Task details
Images are to be excluded, and the rest of the data repeated exactly.

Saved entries
* * * *

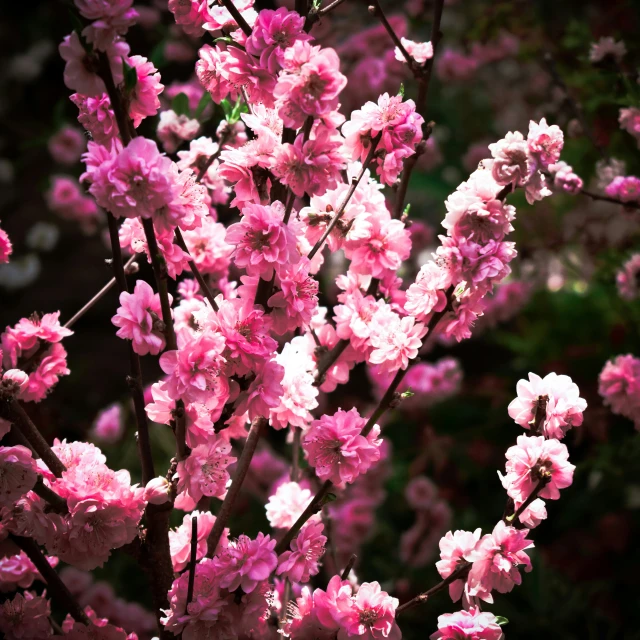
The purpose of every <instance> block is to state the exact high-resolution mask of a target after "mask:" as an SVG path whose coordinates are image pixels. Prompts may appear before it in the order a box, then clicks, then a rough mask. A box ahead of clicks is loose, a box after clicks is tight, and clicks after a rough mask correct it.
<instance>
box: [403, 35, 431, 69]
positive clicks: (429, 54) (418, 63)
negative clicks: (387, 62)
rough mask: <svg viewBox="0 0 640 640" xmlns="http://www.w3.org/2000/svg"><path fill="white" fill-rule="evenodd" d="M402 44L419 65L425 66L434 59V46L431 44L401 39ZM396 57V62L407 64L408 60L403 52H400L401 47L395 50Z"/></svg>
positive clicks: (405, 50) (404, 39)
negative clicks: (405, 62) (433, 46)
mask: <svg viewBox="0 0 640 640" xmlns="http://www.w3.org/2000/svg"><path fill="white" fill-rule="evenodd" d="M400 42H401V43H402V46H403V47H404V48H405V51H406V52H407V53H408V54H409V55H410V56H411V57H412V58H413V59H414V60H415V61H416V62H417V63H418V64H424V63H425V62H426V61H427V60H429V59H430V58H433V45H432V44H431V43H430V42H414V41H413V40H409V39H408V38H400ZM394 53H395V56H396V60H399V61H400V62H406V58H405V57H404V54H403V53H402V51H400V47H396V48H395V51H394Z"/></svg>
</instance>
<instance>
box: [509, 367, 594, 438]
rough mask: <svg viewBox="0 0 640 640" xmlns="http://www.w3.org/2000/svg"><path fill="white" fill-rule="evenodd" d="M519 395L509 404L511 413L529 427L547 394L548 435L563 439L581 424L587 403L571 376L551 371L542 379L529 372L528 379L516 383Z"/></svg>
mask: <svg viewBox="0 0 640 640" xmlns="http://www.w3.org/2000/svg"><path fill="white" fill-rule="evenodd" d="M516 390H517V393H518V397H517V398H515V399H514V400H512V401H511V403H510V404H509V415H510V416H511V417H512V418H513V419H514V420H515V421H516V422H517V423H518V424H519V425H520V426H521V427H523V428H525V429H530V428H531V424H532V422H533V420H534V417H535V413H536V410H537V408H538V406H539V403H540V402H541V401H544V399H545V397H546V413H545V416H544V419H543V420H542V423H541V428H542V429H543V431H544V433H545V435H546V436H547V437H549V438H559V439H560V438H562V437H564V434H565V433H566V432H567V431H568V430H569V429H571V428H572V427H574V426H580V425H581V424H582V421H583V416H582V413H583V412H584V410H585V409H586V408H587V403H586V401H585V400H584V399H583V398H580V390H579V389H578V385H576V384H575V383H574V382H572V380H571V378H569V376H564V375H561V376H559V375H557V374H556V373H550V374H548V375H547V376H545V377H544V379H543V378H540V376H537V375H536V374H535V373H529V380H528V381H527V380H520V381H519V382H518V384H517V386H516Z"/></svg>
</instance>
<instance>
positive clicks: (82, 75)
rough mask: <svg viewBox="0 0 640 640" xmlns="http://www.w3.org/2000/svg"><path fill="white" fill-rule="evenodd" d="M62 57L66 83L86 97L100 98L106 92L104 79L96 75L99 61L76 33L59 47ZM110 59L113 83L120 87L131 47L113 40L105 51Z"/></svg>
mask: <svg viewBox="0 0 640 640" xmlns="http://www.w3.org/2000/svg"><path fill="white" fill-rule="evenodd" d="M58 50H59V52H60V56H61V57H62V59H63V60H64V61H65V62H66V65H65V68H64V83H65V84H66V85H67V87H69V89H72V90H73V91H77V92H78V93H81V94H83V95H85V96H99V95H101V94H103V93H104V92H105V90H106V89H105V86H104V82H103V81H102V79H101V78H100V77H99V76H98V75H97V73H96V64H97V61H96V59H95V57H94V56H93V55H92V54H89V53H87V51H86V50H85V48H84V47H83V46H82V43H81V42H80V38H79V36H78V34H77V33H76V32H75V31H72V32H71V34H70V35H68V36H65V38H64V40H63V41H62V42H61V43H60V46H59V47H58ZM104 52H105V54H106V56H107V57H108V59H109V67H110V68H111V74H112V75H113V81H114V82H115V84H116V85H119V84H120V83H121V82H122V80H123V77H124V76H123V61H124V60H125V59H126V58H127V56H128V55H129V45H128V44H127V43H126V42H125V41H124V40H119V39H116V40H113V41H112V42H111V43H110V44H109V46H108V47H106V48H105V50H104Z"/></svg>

* * * *

Exercise response
The purpose of every <instance> block is to state the exact high-resolution mask of a target after "mask:" as an SVG path whose coordinates are image pixels. Prompts may appear before it in the order a box, then clicks, then a rough mask. A box ahead of clicks is loose, a box after clicks is tight, and clicks after a rough mask correct it.
<instance>
box: [403, 35, 431, 69]
positive clicks: (429, 54) (418, 63)
negative clicks: (387, 62)
rough mask: <svg viewBox="0 0 640 640" xmlns="http://www.w3.org/2000/svg"><path fill="white" fill-rule="evenodd" d="M402 44L419 65L425 66L434 59V46L431 44L401 39ZM396 57V62L407 64L408 60L403 52H400L401 47L395 50Z"/></svg>
positive clicks: (405, 50) (404, 39)
negative clicks: (405, 62) (433, 46)
mask: <svg viewBox="0 0 640 640" xmlns="http://www.w3.org/2000/svg"><path fill="white" fill-rule="evenodd" d="M400 42H401V43H402V46H403V47H404V48H405V51H406V52H407V53H408V54H409V55H410V56H411V57H412V58H413V59H414V60H415V61H416V62H417V63H418V64H424V63H425V62H426V61H427V60H429V59H430V58H433V45H432V44H431V43H430V42H414V41H413V40H409V39H408V38H400ZM394 53H395V56H396V60H399V61H400V62H406V58H405V57H404V54H403V53H402V51H400V47H396V48H395V51H394Z"/></svg>
</instance>
<instance>
box: [509, 367, 594, 438]
rough mask: <svg viewBox="0 0 640 640" xmlns="http://www.w3.org/2000/svg"><path fill="white" fill-rule="evenodd" d="M519 395L509 404L511 413L529 427L547 394L548 435L563 439L581 424L587 403L571 376L551 371L542 379L529 372L528 379L516 383Z"/></svg>
mask: <svg viewBox="0 0 640 640" xmlns="http://www.w3.org/2000/svg"><path fill="white" fill-rule="evenodd" d="M516 390H517V393H518V397H517V398H515V399H514V400H512V401H511V403H510V404H509V415H510V416H511V417H512V418H513V419H514V420H515V421H516V422H517V423H518V424H519V425H520V426H521V427H523V428H525V429H530V428H531V424H532V422H533V420H534V417H535V413H536V410H537V408H538V406H539V403H540V402H541V401H544V399H545V397H546V413H545V416H544V419H543V420H542V423H541V428H542V429H543V431H544V433H545V435H546V436H547V437H549V438H559V439H560V438H562V437H564V434H565V433H566V432H567V431H568V430H569V429H571V428H572V427H574V426H580V425H581V424H582V421H583V416H582V413H583V412H584V410H585V409H586V408H587V403H586V401H585V400H584V399H583V398H580V390H579V389H578V385H576V384H575V383H574V382H572V380H571V378H569V376H564V375H561V376H559V375H557V374H556V373H550V374H548V375H547V376H545V377H544V379H543V378H540V376H537V375H536V374H535V373H529V380H528V381H527V380H520V381H519V382H518V384H517V386H516Z"/></svg>
</instance>
<instance>
positive clicks: (82, 75)
rough mask: <svg viewBox="0 0 640 640" xmlns="http://www.w3.org/2000/svg"><path fill="white" fill-rule="evenodd" d="M62 57L66 83L86 97L100 98L106 92L104 79L96 75L99 61L76 33L59 47ZM110 59L113 83L120 87L131 47L113 40L105 51Z"/></svg>
mask: <svg viewBox="0 0 640 640" xmlns="http://www.w3.org/2000/svg"><path fill="white" fill-rule="evenodd" d="M58 50H59V52H60V56H61V57H62V59H63V60H64V61H65V62H66V65H65V68H64V83H65V84H66V85H67V87H69V89H72V90H73V91H77V92H78V93H81V94H83V95H85V96H99V95H101V94H103V93H104V92H105V90H106V89H105V86H104V82H103V81H102V79H101V78H100V77H99V76H98V75H97V73H96V64H97V61H96V59H95V57H94V56H93V55H92V54H89V53H87V51H86V50H85V48H84V47H83V46H82V43H81V42H80V38H79V36H78V34H77V33H76V32H75V31H72V32H71V34H70V35H68V36H65V38H64V40H63V41H62V42H61V43H60V46H59V47H58ZM104 52H105V54H106V56H107V57H108V59H109V67H110V68H111V74H112V75H113V81H114V82H115V84H116V85H119V84H120V83H121V82H122V80H123V77H124V76H123V61H124V60H125V59H126V58H127V56H128V55H129V45H128V44H127V43H126V42H125V41H124V40H119V39H116V40H113V41H112V42H111V43H110V44H109V46H108V47H106V48H105V50H104Z"/></svg>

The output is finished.